DATI DI PARTENZA:
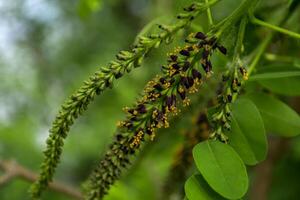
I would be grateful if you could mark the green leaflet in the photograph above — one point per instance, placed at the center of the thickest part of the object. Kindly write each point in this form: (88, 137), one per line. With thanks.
(196, 188)
(247, 135)
(278, 117)
(222, 168)
(279, 79)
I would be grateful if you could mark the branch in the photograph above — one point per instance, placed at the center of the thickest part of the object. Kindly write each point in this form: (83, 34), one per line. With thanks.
(14, 170)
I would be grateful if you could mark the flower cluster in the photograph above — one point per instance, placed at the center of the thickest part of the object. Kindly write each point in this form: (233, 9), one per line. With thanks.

ISTRUZIONI E REQUISITI: Impagina queste righe come elenco numerato, saltando quelle vuote. Nella risposta non includere le immagini.

RISPOSTA:
1. I would be grateful if you could mark the green leaflet in the photograph above — one point per instance, placed at the center of the thickest part of the object. Kindly write each point in this form: (88, 137), one per line. With thanks.
2. (196, 188)
3. (247, 135)
4. (278, 117)
5. (222, 168)
6. (279, 79)
7. I would be grateful if you could mark the branch in the photograph above — one point per instance, placed at the center of the thickest part of the object. Kindly write each point in this form: (83, 34), one per line. With thanks.
8. (14, 170)
9. I would be grateful if you could mark the flower cluster in the photograph above — one point per instance, placed at the center of the thickest part of the object. Kindly write each point in this form: (233, 9), one per line. With thanks.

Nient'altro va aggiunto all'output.